▶ _Data shown_:
— START —

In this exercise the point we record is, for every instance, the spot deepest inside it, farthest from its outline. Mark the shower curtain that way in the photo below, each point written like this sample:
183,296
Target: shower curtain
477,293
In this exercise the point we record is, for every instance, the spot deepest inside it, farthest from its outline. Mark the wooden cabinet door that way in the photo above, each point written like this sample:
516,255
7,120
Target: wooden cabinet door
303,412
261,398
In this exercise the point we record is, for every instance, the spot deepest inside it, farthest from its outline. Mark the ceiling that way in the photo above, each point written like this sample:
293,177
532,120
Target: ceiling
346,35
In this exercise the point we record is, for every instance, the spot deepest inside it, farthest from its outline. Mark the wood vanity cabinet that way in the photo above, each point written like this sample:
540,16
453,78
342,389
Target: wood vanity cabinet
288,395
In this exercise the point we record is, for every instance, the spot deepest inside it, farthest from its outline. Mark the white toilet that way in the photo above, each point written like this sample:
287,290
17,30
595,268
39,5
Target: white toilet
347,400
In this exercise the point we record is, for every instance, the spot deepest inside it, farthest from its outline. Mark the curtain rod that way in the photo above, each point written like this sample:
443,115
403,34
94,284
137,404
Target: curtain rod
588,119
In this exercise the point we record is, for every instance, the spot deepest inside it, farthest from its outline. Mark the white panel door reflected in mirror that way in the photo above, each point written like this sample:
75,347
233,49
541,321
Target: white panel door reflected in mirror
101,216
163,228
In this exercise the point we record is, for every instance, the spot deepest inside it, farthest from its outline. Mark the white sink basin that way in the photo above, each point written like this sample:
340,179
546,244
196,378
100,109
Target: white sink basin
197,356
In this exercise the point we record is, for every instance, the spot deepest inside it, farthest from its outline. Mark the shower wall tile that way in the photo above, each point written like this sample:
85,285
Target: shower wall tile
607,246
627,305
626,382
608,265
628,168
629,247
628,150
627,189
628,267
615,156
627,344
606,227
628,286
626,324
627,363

— END —

▶ _Exercise task_: Convert every line of the listing above into a JSON list of strings, one string per line, omitting any blank lines.

▶ _Full solution_:
[
  "In this exercise the point we record is, for every instance, the spot deepest inside it, farthest from its outline. Mark the shower curtain that way in the photo below, each point written like this sample:",
  "183,296",
  "Target: shower curtain",
  "477,293",
  "In this exercise the point we record is, for every instance, the spot deepest inside it, farthest from its outline. Mark the wooden cabinet door that way in the photo above, each point written like this sample:",
  "516,255",
  "7,120",
  "Target: wooden cabinet door",
  "303,412",
  "261,398",
  "In this exercise the point we record is, for every instance, the spot deepest inside it, farthest from its outline. Mark the ceiling that way in the photo above, each point written like this sample:",
  "293,177",
  "532,120",
  "Target: ceiling",
  "346,35",
  "In this exercise the point we record is, for every instance, the spot deepest inside it, farthest from its outline. Mark the wood vanity cabinet that way in the photo above, each point written like this sample:",
  "540,16",
  "453,78",
  "342,389",
  "Target: wood vanity cabinet",
  "288,395",
  "In this exercise the point we record is, for every instance, the spot deepest inside it, farthest from its outline. Mark the white toilet that way in the photo above, each point written like this sample:",
  "287,290",
  "17,30",
  "595,268",
  "39,5",
  "Target: white toilet",
  "347,400",
  "In this exercise the point we record is, for every instance, the spot deepest inside it, farthest from its outline. Mark the curtain rod that way in the photo above, each point written like this sample:",
  "443,115",
  "403,34",
  "94,284",
  "137,404",
  "Target: curtain rod",
  "588,119",
  "In this exercise the point we record is, for every instance, the spot deepest inside it, farthest from its outline. Mark the white panel door reflected in mirror that way in the photo above, each point written like this sample:",
  "75,347",
  "233,49",
  "541,321",
  "Target: white panel door reflected in mirror",
  "101,216",
  "163,228",
  "In this exercise the point we record is, for every instance, the spot deepest inside it, farthest from its outline. Mark the white sink basin that way in the photo above, each point written like this sample:",
  "340,179",
  "546,244",
  "196,378",
  "100,109",
  "Target: white sink basin",
  "197,356",
  "In this exercise the point we record is, for every instance, the spot deepest inside it, farthest from its outline. Mark the shower wall tile that way in the photo above, each point written like this sample:",
  "85,285",
  "Target: shower wall tile",
  "607,246",
  "627,305",
  "626,382",
  "608,265",
  "628,168",
  "629,247",
  "628,150",
  "627,189",
  "628,267",
  "615,156",
  "627,344",
  "606,227",
  "628,286",
  "626,324",
  "627,363"
]